Exercise data:
════════════════
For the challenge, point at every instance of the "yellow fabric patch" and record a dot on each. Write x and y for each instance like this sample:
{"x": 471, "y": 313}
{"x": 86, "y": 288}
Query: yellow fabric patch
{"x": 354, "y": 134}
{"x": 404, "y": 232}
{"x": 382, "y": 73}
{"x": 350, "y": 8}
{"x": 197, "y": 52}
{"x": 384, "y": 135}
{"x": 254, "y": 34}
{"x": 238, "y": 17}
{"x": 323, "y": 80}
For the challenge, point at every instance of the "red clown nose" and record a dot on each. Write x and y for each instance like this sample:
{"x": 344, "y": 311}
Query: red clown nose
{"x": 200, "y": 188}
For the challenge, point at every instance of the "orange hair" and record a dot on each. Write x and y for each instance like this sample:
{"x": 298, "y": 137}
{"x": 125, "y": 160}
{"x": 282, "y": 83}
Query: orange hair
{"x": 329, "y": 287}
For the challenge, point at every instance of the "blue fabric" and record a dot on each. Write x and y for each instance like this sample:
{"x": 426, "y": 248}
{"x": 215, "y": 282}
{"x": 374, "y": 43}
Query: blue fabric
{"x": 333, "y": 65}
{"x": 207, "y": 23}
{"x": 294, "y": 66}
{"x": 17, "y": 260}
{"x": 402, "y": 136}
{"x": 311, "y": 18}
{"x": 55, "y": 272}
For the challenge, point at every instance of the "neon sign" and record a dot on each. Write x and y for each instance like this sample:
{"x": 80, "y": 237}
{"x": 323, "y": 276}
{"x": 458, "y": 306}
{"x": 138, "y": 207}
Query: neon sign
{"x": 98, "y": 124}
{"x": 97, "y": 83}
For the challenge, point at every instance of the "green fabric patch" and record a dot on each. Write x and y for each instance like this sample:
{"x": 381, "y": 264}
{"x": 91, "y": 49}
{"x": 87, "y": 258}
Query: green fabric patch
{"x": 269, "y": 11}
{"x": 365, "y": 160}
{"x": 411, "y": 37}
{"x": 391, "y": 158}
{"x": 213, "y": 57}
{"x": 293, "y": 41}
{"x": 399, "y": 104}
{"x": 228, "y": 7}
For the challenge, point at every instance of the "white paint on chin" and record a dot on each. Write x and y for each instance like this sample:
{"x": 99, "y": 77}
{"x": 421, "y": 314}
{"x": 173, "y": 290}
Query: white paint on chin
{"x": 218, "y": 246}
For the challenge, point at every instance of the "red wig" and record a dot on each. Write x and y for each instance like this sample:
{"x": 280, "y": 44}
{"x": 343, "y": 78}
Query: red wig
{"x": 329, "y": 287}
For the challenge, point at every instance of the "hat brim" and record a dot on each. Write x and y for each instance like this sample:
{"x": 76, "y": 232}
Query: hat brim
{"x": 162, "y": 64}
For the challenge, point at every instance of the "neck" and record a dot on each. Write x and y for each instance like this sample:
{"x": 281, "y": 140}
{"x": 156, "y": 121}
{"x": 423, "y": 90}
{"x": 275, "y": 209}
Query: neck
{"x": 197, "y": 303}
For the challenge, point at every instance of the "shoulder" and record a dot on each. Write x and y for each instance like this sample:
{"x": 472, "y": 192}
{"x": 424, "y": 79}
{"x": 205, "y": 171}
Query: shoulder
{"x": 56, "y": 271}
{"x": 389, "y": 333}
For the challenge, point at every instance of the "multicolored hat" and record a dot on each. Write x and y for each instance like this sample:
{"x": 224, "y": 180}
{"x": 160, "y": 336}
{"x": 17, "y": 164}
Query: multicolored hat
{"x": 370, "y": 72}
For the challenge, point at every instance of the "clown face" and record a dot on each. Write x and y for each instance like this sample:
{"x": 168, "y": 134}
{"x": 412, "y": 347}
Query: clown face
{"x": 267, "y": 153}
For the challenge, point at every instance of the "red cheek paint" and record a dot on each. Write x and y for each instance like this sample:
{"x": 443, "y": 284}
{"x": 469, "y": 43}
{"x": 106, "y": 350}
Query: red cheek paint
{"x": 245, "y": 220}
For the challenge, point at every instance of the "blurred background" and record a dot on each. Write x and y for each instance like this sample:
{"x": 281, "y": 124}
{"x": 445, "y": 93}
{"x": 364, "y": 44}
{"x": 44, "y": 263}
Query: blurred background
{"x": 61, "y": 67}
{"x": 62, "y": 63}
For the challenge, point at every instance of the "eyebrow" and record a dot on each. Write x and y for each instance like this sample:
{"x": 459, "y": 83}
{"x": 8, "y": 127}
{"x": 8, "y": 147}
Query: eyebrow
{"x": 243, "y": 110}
════════════════
Description of the task:
Please retype all of the data above exactly as written.

Result of this task:
For the challenge, point at every instance of the "yellow fabric patch" and record a dot on each. Write x and y for each instance like this sample:
{"x": 471, "y": 313}
{"x": 86, "y": 288}
Query: yellow fabric patch
{"x": 354, "y": 134}
{"x": 404, "y": 232}
{"x": 382, "y": 73}
{"x": 350, "y": 8}
{"x": 197, "y": 52}
{"x": 384, "y": 135}
{"x": 254, "y": 34}
{"x": 238, "y": 17}
{"x": 323, "y": 80}
For the challenge, point at every instance of the "red clown nose" and record a dot on each. Write x and y for each instance like this sample:
{"x": 344, "y": 311}
Query: red clown nose
{"x": 200, "y": 188}
For the challenge, point at every instance of the "orange hair" and record a dot on each. Write x and y for each instance like this sample:
{"x": 298, "y": 137}
{"x": 125, "y": 160}
{"x": 282, "y": 83}
Query: orange hair
{"x": 329, "y": 287}
For the challenge, point at every instance of the "blue fabric" and record a dot on each. Write x and y for each instance like this sample:
{"x": 426, "y": 248}
{"x": 215, "y": 282}
{"x": 374, "y": 43}
Query: blue fabric
{"x": 333, "y": 65}
{"x": 207, "y": 23}
{"x": 294, "y": 66}
{"x": 17, "y": 260}
{"x": 402, "y": 136}
{"x": 311, "y": 18}
{"x": 55, "y": 272}
For the challenge, point at every instance of the "neon sign" and record a dot on each. Write x and y for each instance like this sample:
{"x": 80, "y": 237}
{"x": 323, "y": 276}
{"x": 458, "y": 306}
{"x": 138, "y": 207}
Query: neon sign
{"x": 98, "y": 124}
{"x": 97, "y": 83}
For the challenge, point at every instance of the "green fabric patch" and record a dot on each. Write x and y for each instance like this sample:
{"x": 381, "y": 264}
{"x": 91, "y": 49}
{"x": 87, "y": 258}
Query: green fabric patch
{"x": 269, "y": 11}
{"x": 365, "y": 160}
{"x": 411, "y": 37}
{"x": 391, "y": 158}
{"x": 213, "y": 57}
{"x": 293, "y": 41}
{"x": 399, "y": 104}
{"x": 228, "y": 7}
For the challenge, point at every instance of the "white paint on chin" and record a dot on each. Write x and y for each instance like this sample:
{"x": 99, "y": 77}
{"x": 421, "y": 314}
{"x": 173, "y": 290}
Query: white paint on chin
{"x": 218, "y": 246}
For the challenge, point at every instance of the "red wig" and record a dot on each. Write x and y for each instance like this sample:
{"x": 280, "y": 44}
{"x": 343, "y": 78}
Query: red wig
{"x": 329, "y": 287}
For the challenge, point at every instance of the "hat brim" and record a dot on each. Write x and y for each instance like this sample:
{"x": 76, "y": 232}
Query: hat brim
{"x": 162, "y": 64}
For the challenge, point at every instance of the "neck" and record a dot on each. Write x and y for each instance like this sample:
{"x": 281, "y": 140}
{"x": 156, "y": 121}
{"x": 423, "y": 90}
{"x": 275, "y": 209}
Query: neck
{"x": 197, "y": 303}
For the challenge, point at every instance of the "shoulder" and record a dot on each. Write x and y for each instance like this sample:
{"x": 472, "y": 192}
{"x": 424, "y": 79}
{"x": 205, "y": 171}
Query: shoulder
{"x": 56, "y": 271}
{"x": 389, "y": 333}
For the challenge, point at every instance of the "multicolored hat" and record a dot on each. Write x and y for each instance like this sample:
{"x": 224, "y": 180}
{"x": 160, "y": 336}
{"x": 17, "y": 164}
Query: multicolored hat
{"x": 370, "y": 72}
For the challenge, point at every instance of the "clown face" and record a dot on each. Write x and y for each instance like this sample:
{"x": 168, "y": 134}
{"x": 412, "y": 347}
Query: clown face
{"x": 267, "y": 153}
For the challenge, point at every instance of the "red cheek paint" and record a dot on each. Write x and y for each instance like this sample:
{"x": 443, "y": 284}
{"x": 469, "y": 43}
{"x": 106, "y": 350}
Query: red cheek paint
{"x": 245, "y": 220}
For the challenge, point at every instance of the "blurred background" and record a dot on each. Write x and y for each instance like this sample:
{"x": 281, "y": 124}
{"x": 445, "y": 93}
{"x": 364, "y": 44}
{"x": 44, "y": 263}
Query: blurred background
{"x": 61, "y": 67}
{"x": 62, "y": 63}
For the challenge, point at every instance of the "eyebrow" and record a dot on each. Write x and y for each instance like this sample:
{"x": 459, "y": 83}
{"x": 8, "y": 127}
{"x": 8, "y": 147}
Query: eyebrow
{"x": 243, "y": 110}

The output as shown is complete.